- **Perintah Tugas**:
Ambil seluruh kutipan halaman tentang ketentuan waktu shalat, haji, dan puasa, lalu tuliskan kembali secara utuh tanpa mengubah apa pun.

- **Kutipan Halaman**:
Contohnya Shalat, seperti yang difirmankan-Nya (artinya),
“Sesungguhnya shalat itu adalah fardhu yang ditentukan
waktunya atas orang-orang yang beriman.”
(An-Nisaa’; 103)
Demikian pula dengan Ibadah Haji,
“Haji adalah beberapa bulan yang dimaklumi.” (Al-Baqarah; 197)
Demikian pula dengan Ibadah Puasa,
“(Beberapa hari yang ditentukan itu ialah) bulan
Ramadhan, bulan yang di dalamnya diturunkan Al-Qur’an sebagai petunjuk bagi
manusia dan penjelasan-penjelasan mengenai petunjuk itu dan pembeda. Karena itu, barangsiapa diantara kamu hadir
pada bulan itu, maka hendaklah ia berpuasa pada bulan itu.” (Al-Baqarah; 185)

- **Data Tersimpan**:
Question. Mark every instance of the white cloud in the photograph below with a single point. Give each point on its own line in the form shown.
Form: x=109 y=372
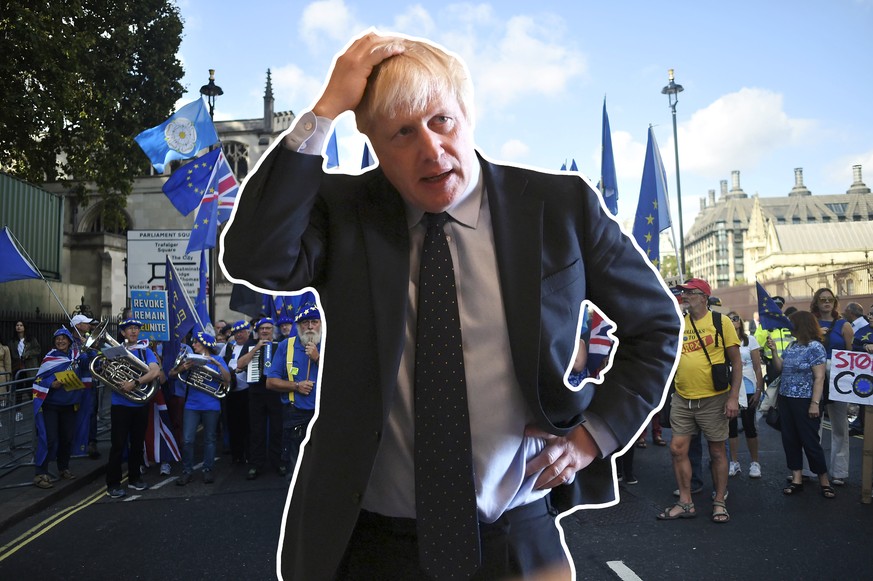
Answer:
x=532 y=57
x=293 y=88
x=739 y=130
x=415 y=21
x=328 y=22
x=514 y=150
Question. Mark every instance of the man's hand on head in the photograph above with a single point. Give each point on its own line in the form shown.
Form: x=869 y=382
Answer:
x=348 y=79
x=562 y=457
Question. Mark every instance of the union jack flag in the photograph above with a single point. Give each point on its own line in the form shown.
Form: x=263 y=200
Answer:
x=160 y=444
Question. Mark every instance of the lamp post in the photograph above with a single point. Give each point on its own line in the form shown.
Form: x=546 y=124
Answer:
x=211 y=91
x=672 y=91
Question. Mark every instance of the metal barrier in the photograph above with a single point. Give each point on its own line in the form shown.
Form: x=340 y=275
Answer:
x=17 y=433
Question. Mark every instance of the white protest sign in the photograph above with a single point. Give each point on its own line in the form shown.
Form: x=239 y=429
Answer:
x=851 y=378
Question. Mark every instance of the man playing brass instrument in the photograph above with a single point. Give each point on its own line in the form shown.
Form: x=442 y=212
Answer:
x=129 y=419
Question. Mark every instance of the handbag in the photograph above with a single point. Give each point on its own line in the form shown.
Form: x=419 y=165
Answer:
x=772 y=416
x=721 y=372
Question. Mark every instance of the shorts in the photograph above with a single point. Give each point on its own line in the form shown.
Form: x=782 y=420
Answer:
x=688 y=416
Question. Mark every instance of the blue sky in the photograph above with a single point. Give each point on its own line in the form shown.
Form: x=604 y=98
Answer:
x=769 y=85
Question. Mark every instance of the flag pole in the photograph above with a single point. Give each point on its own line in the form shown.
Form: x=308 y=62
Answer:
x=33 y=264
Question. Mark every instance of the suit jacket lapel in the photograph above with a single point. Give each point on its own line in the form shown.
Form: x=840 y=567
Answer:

- **Hasil Latihan**:
Contohnya Shalat, seperti yang difirmankan-Nya (artinya),
“Sesungguhnya shalat itu adalah fardhu yang ditentukan
waktunya atas orang-orang yang beriman.”
(An-Nisaa’; 103)
Demikian pula dengan Ibadah Haji,
“Haji adalah beberapa bulan yang dimaklumi.” (Al-Baqarah; 197)
Demikian pula dengan Ibadah Puasa,
“(Beberapa hari yang ditentukan itu ialah) bulan
Ramadhan, bulan yang di dalamnya diturunkan Al-Qur’an sebagai petunjuk bagi
manusia dan penjelasan-penjelasan mengenai petunjuk itu dan pembeda. Karena itu, barangsiapa diantara kamu hadir
pada bulan itu, maka hendaklah ia berpuasa pada bulan itu.” (Al-Baqarah; 185)